> Excerpted text
When is it useful to solve an optimization problem inside a Jupyter Notebook? When is it not?
What are the advantages/disadvantages?
When is it useful to solve an optimization problem inside a Jupyter Notebook? When is it not?
What are the advantages/disadvantages?
TLDR: Jupyter Notebooks are a nice tool for proof of concepts (early stages of a project) + playing around + for teaching purposes (tutorials). They should not be used for industrial production. Another way of saying this is that they are good for calling code (I like the term "interactive whitepaper" used by @Reinderien), not for coding.

> Task description
Reproduce everything in the Jupyter Notebook thread from "TLDR: Jupyter Notebooks" down to "not for coding.".

> Information given
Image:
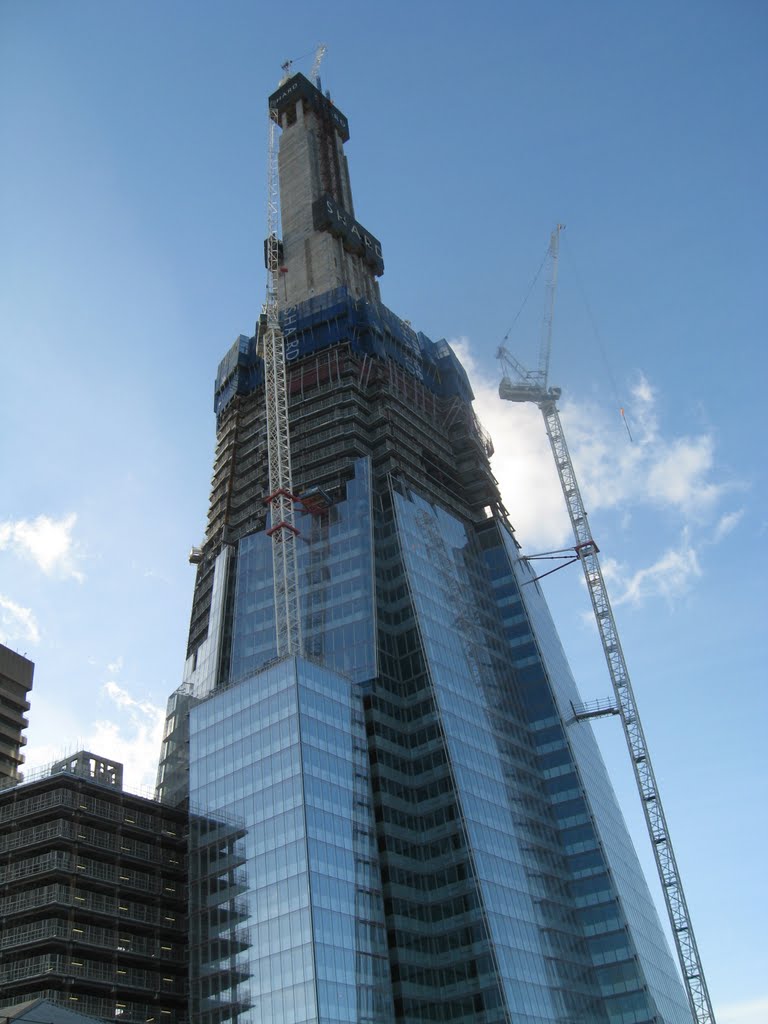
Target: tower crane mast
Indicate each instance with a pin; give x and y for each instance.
(521, 385)
(281, 499)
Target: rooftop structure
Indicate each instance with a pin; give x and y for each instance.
(15, 682)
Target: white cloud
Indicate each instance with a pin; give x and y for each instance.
(16, 623)
(671, 576)
(677, 476)
(131, 736)
(752, 1012)
(674, 475)
(522, 462)
(47, 542)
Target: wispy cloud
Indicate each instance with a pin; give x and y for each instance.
(16, 624)
(672, 474)
(669, 577)
(46, 542)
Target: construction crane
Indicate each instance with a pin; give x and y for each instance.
(519, 384)
(281, 500)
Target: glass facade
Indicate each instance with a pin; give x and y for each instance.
(285, 751)
(427, 833)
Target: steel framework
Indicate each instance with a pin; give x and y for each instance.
(532, 387)
(281, 500)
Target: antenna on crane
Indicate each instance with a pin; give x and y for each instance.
(281, 499)
(519, 384)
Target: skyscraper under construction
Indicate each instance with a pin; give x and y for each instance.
(430, 835)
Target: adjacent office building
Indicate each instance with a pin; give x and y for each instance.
(15, 683)
(93, 896)
(430, 835)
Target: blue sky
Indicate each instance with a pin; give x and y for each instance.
(132, 196)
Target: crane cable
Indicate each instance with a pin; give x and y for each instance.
(598, 339)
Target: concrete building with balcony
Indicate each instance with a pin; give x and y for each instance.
(15, 682)
(93, 896)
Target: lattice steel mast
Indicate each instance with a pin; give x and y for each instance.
(281, 500)
(531, 386)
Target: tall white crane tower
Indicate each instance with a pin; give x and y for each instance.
(519, 384)
(281, 499)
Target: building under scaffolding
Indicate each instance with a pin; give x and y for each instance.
(431, 835)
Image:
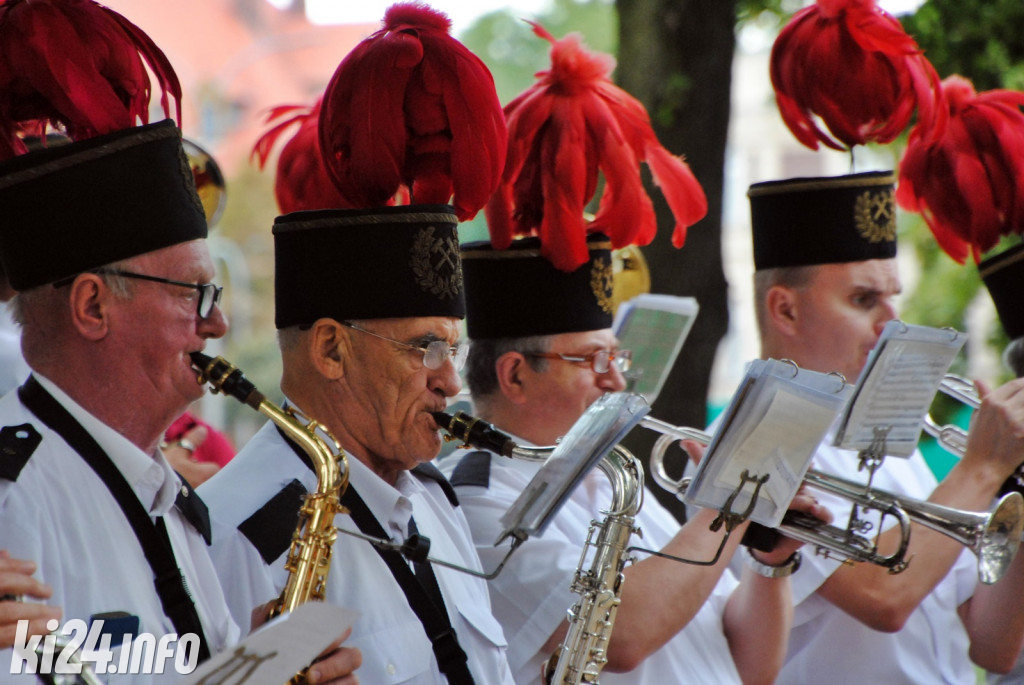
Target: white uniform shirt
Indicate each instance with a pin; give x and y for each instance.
(532, 594)
(395, 649)
(829, 646)
(59, 514)
(13, 369)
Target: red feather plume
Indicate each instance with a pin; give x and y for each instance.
(851, 65)
(301, 181)
(969, 182)
(412, 106)
(78, 66)
(564, 129)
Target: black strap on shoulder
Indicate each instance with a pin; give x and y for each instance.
(154, 540)
(421, 589)
(472, 469)
(16, 445)
(271, 527)
(194, 509)
(427, 471)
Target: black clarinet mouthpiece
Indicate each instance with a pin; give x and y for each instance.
(474, 432)
(227, 379)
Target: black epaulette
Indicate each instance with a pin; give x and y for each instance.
(428, 471)
(473, 469)
(271, 527)
(194, 509)
(16, 445)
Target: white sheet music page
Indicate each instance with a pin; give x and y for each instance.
(896, 388)
(779, 445)
(653, 327)
(279, 649)
(602, 426)
(772, 428)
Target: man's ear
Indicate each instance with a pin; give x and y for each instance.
(89, 300)
(781, 309)
(511, 369)
(329, 347)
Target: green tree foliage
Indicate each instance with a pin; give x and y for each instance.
(979, 39)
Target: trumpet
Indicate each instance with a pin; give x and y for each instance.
(993, 536)
(953, 438)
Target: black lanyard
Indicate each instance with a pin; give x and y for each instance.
(152, 538)
(421, 589)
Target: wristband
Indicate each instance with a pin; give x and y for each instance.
(787, 567)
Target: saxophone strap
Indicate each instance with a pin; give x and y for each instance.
(421, 589)
(153, 538)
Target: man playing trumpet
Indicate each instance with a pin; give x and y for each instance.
(825, 285)
(541, 352)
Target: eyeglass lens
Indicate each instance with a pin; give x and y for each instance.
(438, 350)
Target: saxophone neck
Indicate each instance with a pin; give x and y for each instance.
(625, 472)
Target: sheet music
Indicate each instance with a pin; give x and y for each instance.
(772, 427)
(897, 387)
(278, 649)
(654, 327)
(787, 444)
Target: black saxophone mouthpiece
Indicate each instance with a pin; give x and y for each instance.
(475, 432)
(226, 378)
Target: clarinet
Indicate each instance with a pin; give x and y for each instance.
(585, 650)
(309, 556)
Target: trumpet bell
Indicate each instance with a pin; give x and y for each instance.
(1000, 538)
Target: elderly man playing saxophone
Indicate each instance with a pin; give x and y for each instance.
(368, 315)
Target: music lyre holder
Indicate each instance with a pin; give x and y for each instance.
(726, 518)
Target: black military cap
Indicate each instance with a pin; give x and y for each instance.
(384, 262)
(515, 293)
(824, 220)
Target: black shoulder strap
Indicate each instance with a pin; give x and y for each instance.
(431, 612)
(428, 471)
(16, 444)
(194, 509)
(271, 527)
(154, 540)
(418, 590)
(473, 469)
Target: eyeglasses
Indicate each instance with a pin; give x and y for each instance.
(434, 352)
(209, 294)
(600, 360)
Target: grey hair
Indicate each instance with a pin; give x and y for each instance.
(481, 376)
(25, 300)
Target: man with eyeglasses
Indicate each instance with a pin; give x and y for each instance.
(113, 297)
(369, 304)
(542, 351)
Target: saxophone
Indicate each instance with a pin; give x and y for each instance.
(584, 651)
(309, 556)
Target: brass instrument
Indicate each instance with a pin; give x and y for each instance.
(993, 536)
(953, 438)
(309, 556)
(584, 651)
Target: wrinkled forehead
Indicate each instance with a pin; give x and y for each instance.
(443, 328)
(584, 339)
(880, 274)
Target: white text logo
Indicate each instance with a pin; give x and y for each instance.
(76, 644)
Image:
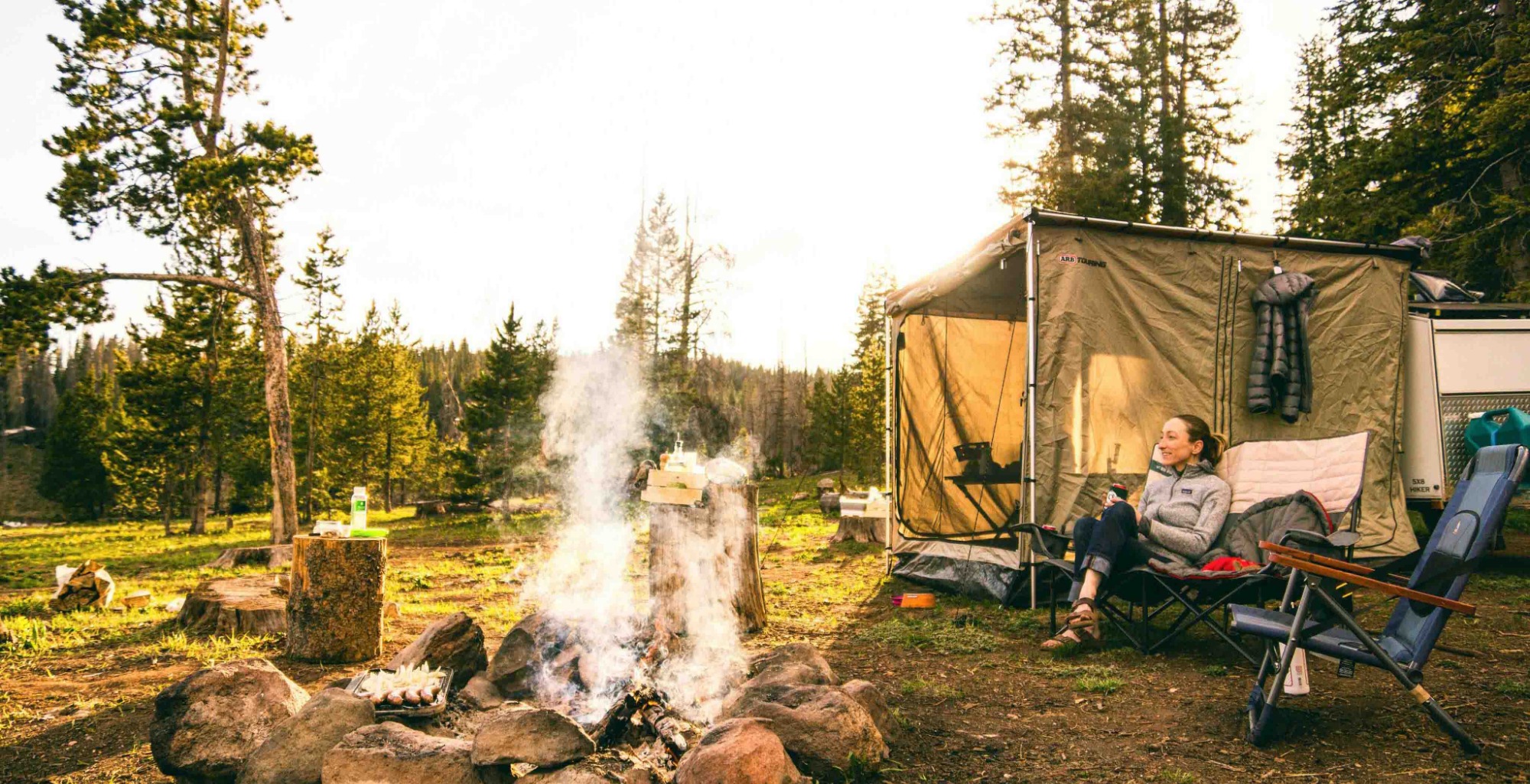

> Answer to the exercise
TLDR: Jupyter Notebooks are a nice tool for proof of concepts (early stages of a project) + playing around + for teaching purposes (tutorials). They should not be used for industrial production. Another way of saying this is that they are good for calling code (I like the term "interactive whitepaper" used by @Reinderien), not for coding.